• _REQUIRED ACTION A_:
In the passage on Ms. Riesett, condense the paragraph beginning "Ms. Riesett continued to work in watercolors" into a short bulleted list that keeps its main facts.
• _REQUIRED ACTION B_:
Carry on the passage on Ms. Riesett, picking up after its final sentence.

• _DOCUMENT SEGMENT_:
She then began a career as a commercial illustrator for such venerable Baltimore department stores as the Hecht Co. and Stewart’s, hand-drawing illustrations of women’s fashions for newspaper advertisements before the days of photographed products and digital graphic design.

She spent the last six years of her career until retiring in the late 1970s in the commercial art department at The Baltimore Sun.

Ms. Riesett continued to work in watercolors, favoring still lifes, Victorian homes, watermen and Eastern Shore scenes, where she enjoyed her plein air painting sessions. She was a member of the Maryland Watercolor Society and was a longtime exhibitor at the Watermark Gallery in Baltimore.

A former longtime Hamilton resident who later moved to her daughter’s home in Lutherville, she enjoyed working in her perennial garden and spending time with neighbors.

A lover of animals, Ms. Riesett over the years adopted many stray cats and dogs, family members said, and cared for the flocks of songbirds in her yard, preparing evening meals of birdseed and torn pieces of peanut butter sandwiches. She was also a fan of musicals, singing, British television programs, the Orioles and the Ravens..

• _DATA PROVIDED_:
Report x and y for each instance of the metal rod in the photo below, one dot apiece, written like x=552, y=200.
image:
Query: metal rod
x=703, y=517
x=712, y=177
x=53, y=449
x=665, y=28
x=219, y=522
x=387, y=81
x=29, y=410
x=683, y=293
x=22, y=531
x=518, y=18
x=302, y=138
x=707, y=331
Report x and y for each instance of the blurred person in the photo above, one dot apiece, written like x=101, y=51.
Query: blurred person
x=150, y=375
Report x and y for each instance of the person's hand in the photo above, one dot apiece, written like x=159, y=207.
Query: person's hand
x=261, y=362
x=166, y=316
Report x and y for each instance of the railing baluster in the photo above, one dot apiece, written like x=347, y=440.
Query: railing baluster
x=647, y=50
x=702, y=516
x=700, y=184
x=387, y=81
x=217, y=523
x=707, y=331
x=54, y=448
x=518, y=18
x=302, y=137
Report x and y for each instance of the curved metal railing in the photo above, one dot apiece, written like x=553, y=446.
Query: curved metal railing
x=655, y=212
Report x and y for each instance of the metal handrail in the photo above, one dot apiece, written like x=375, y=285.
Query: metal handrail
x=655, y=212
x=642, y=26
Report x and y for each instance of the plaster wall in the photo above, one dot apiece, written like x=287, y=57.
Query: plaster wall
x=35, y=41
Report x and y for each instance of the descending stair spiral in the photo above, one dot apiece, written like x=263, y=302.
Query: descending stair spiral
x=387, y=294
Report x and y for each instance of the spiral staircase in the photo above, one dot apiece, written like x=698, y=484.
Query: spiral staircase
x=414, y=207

• _RESPONSE AREA A_:
- Kept painting in watercolors
- Favored still lifes, Victorian homes, watermen and Eastern Shore scenes
- Enjoyed painting plein air on the Eastern Shore
- Belonged to the Maryland Watercolor Society
- Exhibited for many years at the Watermark Gallery in Baltimore

• _RESPONSE AREA B_:
She had been a Girl Scout leader and volunteered in the admission department at Union Memorial Hospital.

Ms. Riesett had been an active communicant of the old Episcopal Church of St. Paul the Apostle, where she had been a member of the vestry and taught Sunday school.

A memorial service will be held at 1 p.m. Sunday in the chapel of the Episcopal Church of the Holy Comforter, 130 W. Seminary Ave., Lutherville.

Ms. Riesset is survived by her daughter, Wendy Cardwell of Lutherville, and three grandchildren. Her marriage ended in divorce.